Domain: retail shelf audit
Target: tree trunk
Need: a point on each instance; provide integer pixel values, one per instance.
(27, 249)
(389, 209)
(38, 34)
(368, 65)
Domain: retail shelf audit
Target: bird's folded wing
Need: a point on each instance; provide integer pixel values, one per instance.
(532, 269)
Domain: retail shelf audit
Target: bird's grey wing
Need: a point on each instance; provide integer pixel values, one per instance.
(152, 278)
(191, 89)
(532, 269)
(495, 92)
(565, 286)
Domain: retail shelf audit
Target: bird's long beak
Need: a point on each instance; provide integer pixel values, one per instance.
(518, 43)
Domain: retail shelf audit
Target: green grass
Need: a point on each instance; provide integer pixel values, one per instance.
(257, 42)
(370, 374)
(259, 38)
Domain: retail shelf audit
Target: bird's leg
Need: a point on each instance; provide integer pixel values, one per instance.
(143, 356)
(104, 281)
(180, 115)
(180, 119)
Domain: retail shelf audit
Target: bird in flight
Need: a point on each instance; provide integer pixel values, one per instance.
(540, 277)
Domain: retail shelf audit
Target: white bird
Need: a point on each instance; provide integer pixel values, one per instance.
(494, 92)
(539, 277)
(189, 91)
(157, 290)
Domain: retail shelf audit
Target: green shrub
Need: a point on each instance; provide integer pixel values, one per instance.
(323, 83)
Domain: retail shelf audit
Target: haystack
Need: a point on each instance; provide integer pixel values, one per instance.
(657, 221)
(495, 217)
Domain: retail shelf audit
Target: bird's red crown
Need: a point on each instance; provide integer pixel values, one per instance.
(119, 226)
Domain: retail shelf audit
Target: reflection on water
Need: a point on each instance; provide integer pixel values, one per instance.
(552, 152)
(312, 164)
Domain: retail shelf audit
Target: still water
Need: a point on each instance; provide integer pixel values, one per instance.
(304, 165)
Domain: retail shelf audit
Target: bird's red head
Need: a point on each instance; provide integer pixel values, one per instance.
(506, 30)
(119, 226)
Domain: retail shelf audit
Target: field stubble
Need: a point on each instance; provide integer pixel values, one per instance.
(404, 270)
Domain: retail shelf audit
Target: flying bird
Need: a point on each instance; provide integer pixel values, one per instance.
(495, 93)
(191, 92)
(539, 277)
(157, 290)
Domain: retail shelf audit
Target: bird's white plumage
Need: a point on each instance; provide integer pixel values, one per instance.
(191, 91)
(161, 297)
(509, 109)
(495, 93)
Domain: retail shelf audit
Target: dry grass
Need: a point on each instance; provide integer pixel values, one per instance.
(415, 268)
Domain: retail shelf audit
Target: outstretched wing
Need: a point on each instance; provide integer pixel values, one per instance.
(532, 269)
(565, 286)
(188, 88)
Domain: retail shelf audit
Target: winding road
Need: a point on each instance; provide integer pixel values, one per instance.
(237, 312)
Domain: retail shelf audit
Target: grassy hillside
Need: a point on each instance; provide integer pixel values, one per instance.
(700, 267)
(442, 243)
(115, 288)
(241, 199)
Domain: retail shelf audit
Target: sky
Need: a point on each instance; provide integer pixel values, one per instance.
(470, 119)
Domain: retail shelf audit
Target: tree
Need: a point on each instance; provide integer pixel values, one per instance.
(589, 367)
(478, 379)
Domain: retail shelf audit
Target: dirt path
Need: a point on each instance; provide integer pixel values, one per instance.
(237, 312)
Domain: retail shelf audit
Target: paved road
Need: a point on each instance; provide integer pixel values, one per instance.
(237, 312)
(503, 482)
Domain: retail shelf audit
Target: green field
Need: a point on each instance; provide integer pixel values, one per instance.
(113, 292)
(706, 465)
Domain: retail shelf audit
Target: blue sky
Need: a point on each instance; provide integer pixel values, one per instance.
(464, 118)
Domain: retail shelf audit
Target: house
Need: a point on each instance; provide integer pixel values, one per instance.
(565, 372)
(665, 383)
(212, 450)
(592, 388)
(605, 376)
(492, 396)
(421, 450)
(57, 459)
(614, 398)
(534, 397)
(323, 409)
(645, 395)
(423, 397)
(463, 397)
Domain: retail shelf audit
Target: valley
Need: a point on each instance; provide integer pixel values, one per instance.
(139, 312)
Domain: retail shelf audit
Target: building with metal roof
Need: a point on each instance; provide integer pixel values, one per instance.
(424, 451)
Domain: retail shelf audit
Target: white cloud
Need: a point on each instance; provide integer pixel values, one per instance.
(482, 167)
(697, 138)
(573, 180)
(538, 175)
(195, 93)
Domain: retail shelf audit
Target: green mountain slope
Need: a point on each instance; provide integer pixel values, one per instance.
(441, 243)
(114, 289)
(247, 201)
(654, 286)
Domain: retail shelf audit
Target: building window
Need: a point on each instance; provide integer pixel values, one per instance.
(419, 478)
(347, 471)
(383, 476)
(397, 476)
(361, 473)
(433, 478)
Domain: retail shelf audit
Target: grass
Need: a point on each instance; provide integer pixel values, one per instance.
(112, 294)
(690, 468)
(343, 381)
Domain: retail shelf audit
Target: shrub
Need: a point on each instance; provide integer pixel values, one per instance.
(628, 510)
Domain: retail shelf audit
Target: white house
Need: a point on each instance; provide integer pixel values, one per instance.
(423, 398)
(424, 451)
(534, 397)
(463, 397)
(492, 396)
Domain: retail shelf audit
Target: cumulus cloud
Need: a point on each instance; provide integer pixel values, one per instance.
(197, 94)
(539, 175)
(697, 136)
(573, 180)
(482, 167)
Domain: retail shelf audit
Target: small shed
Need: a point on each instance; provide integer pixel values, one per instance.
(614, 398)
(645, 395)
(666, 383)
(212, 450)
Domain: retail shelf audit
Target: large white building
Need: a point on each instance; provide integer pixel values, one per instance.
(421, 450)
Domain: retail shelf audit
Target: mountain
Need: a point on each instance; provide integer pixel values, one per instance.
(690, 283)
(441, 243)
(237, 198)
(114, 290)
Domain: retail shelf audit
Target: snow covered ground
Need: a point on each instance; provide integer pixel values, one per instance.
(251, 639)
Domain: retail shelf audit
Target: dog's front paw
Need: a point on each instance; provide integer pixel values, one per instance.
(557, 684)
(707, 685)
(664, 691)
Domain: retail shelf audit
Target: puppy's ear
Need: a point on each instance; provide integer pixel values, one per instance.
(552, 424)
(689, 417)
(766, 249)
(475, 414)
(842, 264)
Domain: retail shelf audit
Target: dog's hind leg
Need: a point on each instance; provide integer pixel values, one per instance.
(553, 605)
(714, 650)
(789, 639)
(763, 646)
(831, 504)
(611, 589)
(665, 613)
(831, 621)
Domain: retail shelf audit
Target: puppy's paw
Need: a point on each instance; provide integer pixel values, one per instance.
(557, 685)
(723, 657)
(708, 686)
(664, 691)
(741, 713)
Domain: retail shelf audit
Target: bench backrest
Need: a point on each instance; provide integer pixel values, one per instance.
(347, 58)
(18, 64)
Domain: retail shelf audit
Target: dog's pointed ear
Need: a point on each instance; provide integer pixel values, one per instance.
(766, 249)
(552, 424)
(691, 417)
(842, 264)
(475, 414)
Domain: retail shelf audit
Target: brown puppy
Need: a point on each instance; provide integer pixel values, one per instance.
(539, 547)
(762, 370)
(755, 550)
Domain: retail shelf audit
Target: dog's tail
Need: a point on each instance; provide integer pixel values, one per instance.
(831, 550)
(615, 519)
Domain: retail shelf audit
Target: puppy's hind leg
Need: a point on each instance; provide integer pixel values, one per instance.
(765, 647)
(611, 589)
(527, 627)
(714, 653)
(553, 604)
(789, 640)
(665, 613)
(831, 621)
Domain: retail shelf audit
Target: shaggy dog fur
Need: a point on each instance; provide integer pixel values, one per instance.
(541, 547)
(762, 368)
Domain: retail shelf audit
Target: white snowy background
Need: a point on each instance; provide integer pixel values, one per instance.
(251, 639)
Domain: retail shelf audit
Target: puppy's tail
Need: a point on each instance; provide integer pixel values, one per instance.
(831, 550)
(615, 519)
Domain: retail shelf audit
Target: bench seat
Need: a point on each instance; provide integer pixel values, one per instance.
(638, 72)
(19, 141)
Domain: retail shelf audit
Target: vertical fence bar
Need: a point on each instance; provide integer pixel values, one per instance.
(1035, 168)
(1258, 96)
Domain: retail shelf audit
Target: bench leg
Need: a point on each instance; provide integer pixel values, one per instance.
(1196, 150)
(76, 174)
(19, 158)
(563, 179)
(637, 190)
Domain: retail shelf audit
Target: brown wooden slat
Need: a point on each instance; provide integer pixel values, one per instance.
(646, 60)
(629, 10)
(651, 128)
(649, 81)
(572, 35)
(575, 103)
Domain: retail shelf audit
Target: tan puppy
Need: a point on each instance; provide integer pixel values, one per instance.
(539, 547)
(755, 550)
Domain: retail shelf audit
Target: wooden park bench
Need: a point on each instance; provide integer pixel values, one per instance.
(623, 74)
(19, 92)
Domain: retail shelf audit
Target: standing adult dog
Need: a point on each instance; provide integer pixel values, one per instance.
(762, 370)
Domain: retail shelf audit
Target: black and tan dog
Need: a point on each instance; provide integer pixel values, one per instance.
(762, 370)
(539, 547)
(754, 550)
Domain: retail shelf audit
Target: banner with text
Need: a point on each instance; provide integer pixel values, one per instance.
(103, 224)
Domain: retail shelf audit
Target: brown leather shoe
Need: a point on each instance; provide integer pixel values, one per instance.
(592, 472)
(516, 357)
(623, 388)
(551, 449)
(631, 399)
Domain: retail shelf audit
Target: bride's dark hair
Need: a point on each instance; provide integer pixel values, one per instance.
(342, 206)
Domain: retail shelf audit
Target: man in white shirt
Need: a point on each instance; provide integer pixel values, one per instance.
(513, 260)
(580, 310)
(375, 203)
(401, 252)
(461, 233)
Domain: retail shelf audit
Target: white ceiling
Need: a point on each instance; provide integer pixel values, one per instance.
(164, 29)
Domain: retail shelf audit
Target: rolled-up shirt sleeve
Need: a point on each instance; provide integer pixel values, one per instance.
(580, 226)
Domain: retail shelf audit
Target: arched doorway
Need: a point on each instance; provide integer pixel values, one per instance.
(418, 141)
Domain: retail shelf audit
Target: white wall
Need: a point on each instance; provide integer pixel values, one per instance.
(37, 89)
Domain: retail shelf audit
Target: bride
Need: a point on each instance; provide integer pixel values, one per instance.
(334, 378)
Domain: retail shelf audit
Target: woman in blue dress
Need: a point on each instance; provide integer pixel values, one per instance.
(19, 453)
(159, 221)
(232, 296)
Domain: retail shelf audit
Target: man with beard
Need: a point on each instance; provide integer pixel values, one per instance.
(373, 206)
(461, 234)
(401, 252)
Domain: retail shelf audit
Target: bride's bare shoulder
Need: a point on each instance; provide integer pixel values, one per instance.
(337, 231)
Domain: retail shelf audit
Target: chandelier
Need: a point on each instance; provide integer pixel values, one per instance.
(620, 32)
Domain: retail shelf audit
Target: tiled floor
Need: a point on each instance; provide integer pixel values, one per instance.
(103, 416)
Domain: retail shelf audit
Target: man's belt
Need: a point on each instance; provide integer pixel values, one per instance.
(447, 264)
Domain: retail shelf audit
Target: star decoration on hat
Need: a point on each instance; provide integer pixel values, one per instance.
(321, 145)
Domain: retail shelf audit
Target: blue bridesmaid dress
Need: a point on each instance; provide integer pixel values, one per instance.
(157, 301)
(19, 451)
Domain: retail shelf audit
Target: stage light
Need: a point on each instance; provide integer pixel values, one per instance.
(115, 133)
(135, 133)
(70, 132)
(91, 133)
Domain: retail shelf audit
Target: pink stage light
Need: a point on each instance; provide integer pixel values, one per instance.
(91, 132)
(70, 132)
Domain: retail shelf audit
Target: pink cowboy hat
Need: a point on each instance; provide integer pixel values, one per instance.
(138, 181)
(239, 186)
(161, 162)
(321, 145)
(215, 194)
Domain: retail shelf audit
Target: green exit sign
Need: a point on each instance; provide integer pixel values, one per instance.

## WHAT YOU NEED TO DO:
Determine how many lines of the material hold "building", and respond with that number only.

## SOLVED PROBLEM:
3